Entries for locating named things
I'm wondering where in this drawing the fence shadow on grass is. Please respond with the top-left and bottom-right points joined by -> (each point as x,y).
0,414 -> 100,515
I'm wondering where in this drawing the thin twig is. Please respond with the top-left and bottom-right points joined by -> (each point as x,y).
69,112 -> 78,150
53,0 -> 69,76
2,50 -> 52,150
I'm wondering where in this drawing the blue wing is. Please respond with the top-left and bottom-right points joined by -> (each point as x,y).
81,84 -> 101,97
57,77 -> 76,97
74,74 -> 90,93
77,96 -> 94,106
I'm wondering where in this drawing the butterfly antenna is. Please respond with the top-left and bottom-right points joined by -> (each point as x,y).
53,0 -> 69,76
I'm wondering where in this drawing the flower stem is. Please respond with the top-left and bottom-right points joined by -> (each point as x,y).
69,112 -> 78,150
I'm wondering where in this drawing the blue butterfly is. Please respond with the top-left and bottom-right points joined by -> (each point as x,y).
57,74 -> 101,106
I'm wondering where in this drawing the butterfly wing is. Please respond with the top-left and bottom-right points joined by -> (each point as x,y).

→ **SET EXERCISE**
Return the full listing above unchanged, line for line.

→ **THE REPLY**
I'm wondering where in this drawing the fence shadow on grass is. Please respond with the top-left and bottom-right points joined by -> (each point as x,y).
0,414 -> 100,515
I'm wondering where in this drawing the thin twig is. Please respond with the top-left and bottom-right points joined by -> (each point as x,y).
69,112 -> 78,150
53,0 -> 69,76
2,50 -> 52,150
I'm wondering where in this drawing the blue wing is. Please respond with the top-left and bottom-right points joined by -> (each point as x,y).
81,84 -> 101,97
57,77 -> 76,97
74,74 -> 90,93
77,96 -> 94,106
I'm wondering where in this drawing the butterfly antenna is. Please respond with the top-left and bottom-right points joined by -> (each point as x,y).
53,0 -> 69,76
I'm wondering where in this drawing the flower stem is. Please respond with the top-left and bottom-right points joined by -> (each point as x,y).
69,112 -> 78,150
I'm wondering where in this drawing the blue butterfly is. Please respond with the top-left and bottom-right points joined by -> (each point as x,y).
57,74 -> 101,106
I'm wondering where in this drawing the butterfly wing is. Please respond with the top-left and bottom-right points joined by -> (each point as x,y).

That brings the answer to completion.